## Exercise task
Which of the lines below contain the string "ceramic", matching case? Show each one in full.

--- start of Data to process ---

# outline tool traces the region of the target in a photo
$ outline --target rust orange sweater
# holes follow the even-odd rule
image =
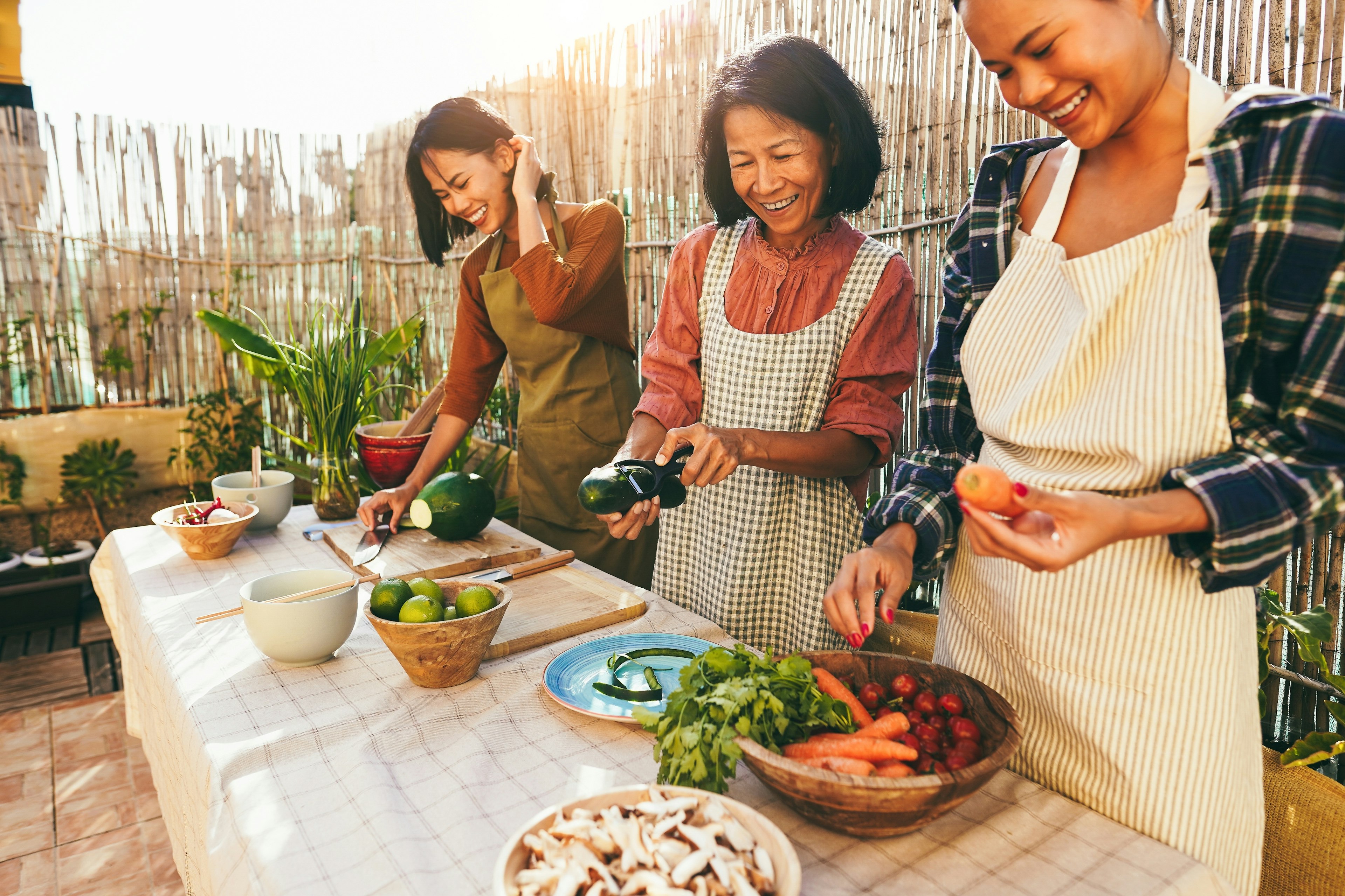
[[[565,258],[557,254],[554,231],[547,228],[547,242],[522,258],[518,243],[504,243],[500,269],[514,271],[539,324],[593,336],[635,357],[625,306],[625,220],[620,210],[600,199],[561,222],[561,227],[569,244]],[[491,326],[482,296],[482,274],[498,239],[503,235],[482,240],[463,261],[453,351],[438,406],[440,414],[468,422],[480,416],[508,353]]]

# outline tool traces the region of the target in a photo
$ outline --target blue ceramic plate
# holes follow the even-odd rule
[[[710,643],[703,638],[689,638],[685,634],[658,634],[654,631],[613,634],[570,647],[551,660],[546,664],[546,672],[542,673],[542,686],[551,700],[566,709],[582,712],[585,716],[596,719],[636,724],[632,717],[635,707],[662,711],[667,705],[667,700],[659,700],[658,703],[652,700],[648,703],[631,703],[629,700],[604,697],[597,690],[593,690],[594,681],[611,684],[612,673],[608,672],[607,661],[613,653],[629,653],[631,650],[644,650],[647,647],[678,647],[701,654],[716,646],[718,645]],[[656,669],[667,669],[667,672],[655,672],[654,674],[659,677],[663,693],[668,695],[678,688],[678,677],[682,674],[682,666],[691,661],[685,657],[644,657],[644,660],[628,662],[620,672],[621,685],[635,690],[648,689],[650,685],[644,681],[644,672],[636,665],[640,662],[648,662],[648,665]]]

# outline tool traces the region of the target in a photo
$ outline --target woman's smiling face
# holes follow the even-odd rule
[[[1170,48],[1153,0],[962,0],[999,93],[1080,149],[1123,132],[1162,83]],[[1145,77],[1157,75],[1157,77]]]
[[[503,140],[494,153],[426,149],[421,171],[444,210],[483,234],[494,234],[514,215],[510,172],[514,150]]]
[[[733,189],[765,223],[768,236],[810,236],[822,227],[816,214],[835,164],[829,141],[757,106],[724,116],[724,141]]]

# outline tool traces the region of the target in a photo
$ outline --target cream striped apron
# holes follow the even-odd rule
[[[701,384],[706,426],[787,433],[822,429],[841,355],[896,249],[865,238],[834,309],[794,333],[745,333],[724,313],[724,290],[746,222],[721,227],[701,278]],[[740,466],[689,489],[659,514],[654,590],[734,638],[776,656],[837,650],[822,595],[861,547],[859,510],[839,478]]]
[[[1189,160],[1243,99],[1225,103],[1192,71]],[[1067,261],[1052,240],[1079,157],[1067,144],[1032,235],[1014,232],[1011,262],[963,343],[979,459],[1033,486],[1154,492],[1173,466],[1232,446],[1200,207],[1208,176],[1188,167],[1171,222]],[[979,557],[963,533],[935,661],[1020,712],[1015,771],[1255,896],[1264,829],[1255,626],[1251,588],[1205,594],[1166,537],[1112,544],[1048,574]]]

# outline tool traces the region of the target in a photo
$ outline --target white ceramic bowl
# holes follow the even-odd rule
[[[253,579],[238,590],[247,637],[282,666],[316,666],[331,660],[355,629],[358,584],[292,603],[268,600],[354,579],[340,570],[295,570]]]
[[[695,790],[693,787],[672,787],[668,785],[662,785],[659,790],[668,799],[677,797],[695,797],[697,799],[705,799],[713,794],[705,790]],[[600,794],[592,797],[584,797],[582,799],[572,799],[558,806],[551,806],[545,811],[539,811],[533,817],[526,825],[514,832],[508,842],[504,844],[504,849],[500,850],[499,858],[495,860],[495,873],[492,881],[492,896],[512,896],[518,889],[512,885],[514,876],[527,866],[529,849],[523,845],[523,837],[535,833],[545,827],[550,827],[551,822],[555,821],[555,810],[564,809],[565,817],[569,818],[576,809],[590,809],[599,813],[608,806],[629,806],[638,802],[643,802],[650,798],[648,786],[642,787],[616,787],[613,790],[604,790]],[[752,838],[757,841],[765,850],[771,854],[771,864],[775,866],[775,896],[799,896],[799,891],[803,887],[803,870],[799,866],[799,853],[795,852],[794,844],[790,838],[784,836],[773,821],[759,813],[756,809],[740,803],[737,799],[730,799],[728,797],[720,797],[724,807],[729,810],[744,827],[752,833]],[[703,805],[703,803],[702,803]],[[584,889],[580,889],[582,893]]]
[[[295,505],[295,474],[284,470],[262,470],[261,488],[252,486],[252,470],[225,473],[210,481],[211,497],[225,501],[246,501],[257,505],[257,516],[250,532],[273,529]]]

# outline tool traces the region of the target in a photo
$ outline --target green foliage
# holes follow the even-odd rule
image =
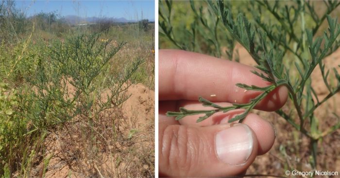
[[[18,34],[26,32],[25,14],[17,9],[15,4],[12,0],[0,2],[0,43],[17,42]]]
[[[65,126],[73,118],[91,124],[104,111],[120,107],[128,98],[125,94],[131,85],[128,81],[143,60],[136,59],[123,72],[108,76],[115,67],[109,62],[126,43],[114,46],[110,39],[101,41],[100,36],[100,33],[82,34],[64,42],[55,39],[50,45],[29,47],[33,50],[22,55],[24,63],[16,63],[15,72],[2,75],[17,85],[17,89],[11,89],[3,81],[0,85],[0,160],[3,160],[0,167],[7,165],[12,172],[15,160],[21,160],[18,166],[20,176],[29,175],[37,151],[31,151],[42,146],[39,143],[47,130]],[[16,54],[22,53],[13,51],[14,56],[7,56],[16,59]],[[13,65],[10,62],[0,66],[1,71],[8,71],[3,68]],[[21,76],[24,82],[12,76]],[[31,142],[35,143],[34,146],[28,146]],[[4,171],[8,170],[0,169],[0,174]]]
[[[227,36],[230,35],[232,40],[224,40],[224,42],[232,44],[229,46],[223,46],[229,49],[225,52],[225,55],[231,59],[232,55],[230,53],[234,51],[234,41],[237,41],[246,49],[257,64],[256,68],[261,71],[261,72],[255,71],[252,72],[263,80],[272,83],[264,88],[238,84],[238,86],[247,90],[262,92],[261,94],[248,103],[234,103],[232,106],[222,107],[200,98],[199,101],[204,106],[212,107],[215,109],[191,111],[181,108],[179,112],[170,112],[167,113],[167,115],[176,116],[177,119],[180,119],[187,115],[205,114],[204,116],[198,119],[197,122],[200,122],[217,112],[226,112],[231,109],[243,108],[245,109],[243,113],[229,121],[231,122],[240,120],[241,122],[250,110],[268,93],[278,87],[285,86],[289,91],[289,98],[294,103],[299,123],[296,122],[293,115],[291,114],[293,112],[291,110],[289,113],[286,113],[281,109],[276,112],[310,139],[313,157],[312,165],[315,166],[317,141],[340,127],[340,125],[337,124],[326,131],[320,130],[318,118],[313,114],[316,109],[340,91],[340,77],[336,67],[332,70],[338,83],[335,86],[332,86],[327,80],[332,71],[326,70],[323,62],[326,57],[340,47],[340,25],[337,18],[333,18],[329,15],[340,5],[340,2],[336,0],[324,1],[327,9],[321,15],[315,12],[314,2],[310,1],[297,1],[283,5],[283,2],[279,1],[256,0],[247,1],[247,3],[249,4],[247,6],[247,11],[242,11],[240,8],[238,12],[239,14],[234,18],[235,16],[232,11],[232,6],[228,1],[208,0],[204,4],[205,6],[202,5],[204,3],[200,3],[199,10],[195,8],[195,3],[191,1],[192,11],[195,16],[200,17],[202,24],[198,25],[196,21],[192,22],[191,24],[191,32],[188,32],[186,29],[181,29],[183,33],[190,34],[188,36],[190,36],[191,40],[189,41],[191,43],[188,43],[176,38],[176,35],[173,34],[175,32],[172,30],[174,27],[171,25],[170,16],[172,2],[168,1],[165,3],[160,2],[159,16],[161,20],[159,26],[163,30],[160,33],[160,37],[167,38],[179,49],[202,52],[199,48],[193,48],[194,46],[193,44],[194,45],[202,44],[195,41],[197,39],[194,35],[195,32],[199,31],[199,29],[211,29],[210,31],[207,30],[210,36],[219,36],[218,34],[223,34]],[[164,10],[165,9],[167,10]],[[207,13],[210,16],[209,20],[215,22],[215,25],[206,25],[207,23],[202,17],[204,16],[202,12],[204,11],[209,12]],[[165,12],[169,12],[167,16],[164,15]],[[252,15],[252,18],[246,17],[246,13],[249,13]],[[264,20],[264,17],[268,16],[268,14],[271,16],[272,18]],[[306,24],[306,19],[309,19],[311,23]],[[323,35],[317,36],[317,32],[325,20],[328,23],[328,28],[323,32]],[[216,27],[219,27],[219,25],[222,25],[225,30],[216,30]],[[206,53],[219,57],[222,56],[222,53],[220,51],[222,48],[218,44],[223,42],[219,42],[220,39],[216,37],[205,39],[210,42],[208,45],[214,48],[216,51],[214,53]],[[293,62],[295,64],[295,68],[285,66],[285,64],[291,62],[289,58],[297,60]],[[311,85],[312,79],[310,78],[312,72],[317,66],[321,70],[324,82],[329,92],[327,96],[321,100],[318,99]],[[298,74],[292,77],[291,72],[294,70],[297,71]],[[309,124],[306,124],[306,122],[309,122]]]
[[[143,31],[145,32],[149,30],[149,20],[143,19],[138,22],[138,26],[139,30]]]

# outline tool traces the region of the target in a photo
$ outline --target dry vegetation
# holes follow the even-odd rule
[[[154,24],[101,31],[13,3],[0,4],[0,177],[154,177]]]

--- end of Data to process ---

## Worked answer
$ outline --target blue ceramic plate
$ outline --target white ceramic bowl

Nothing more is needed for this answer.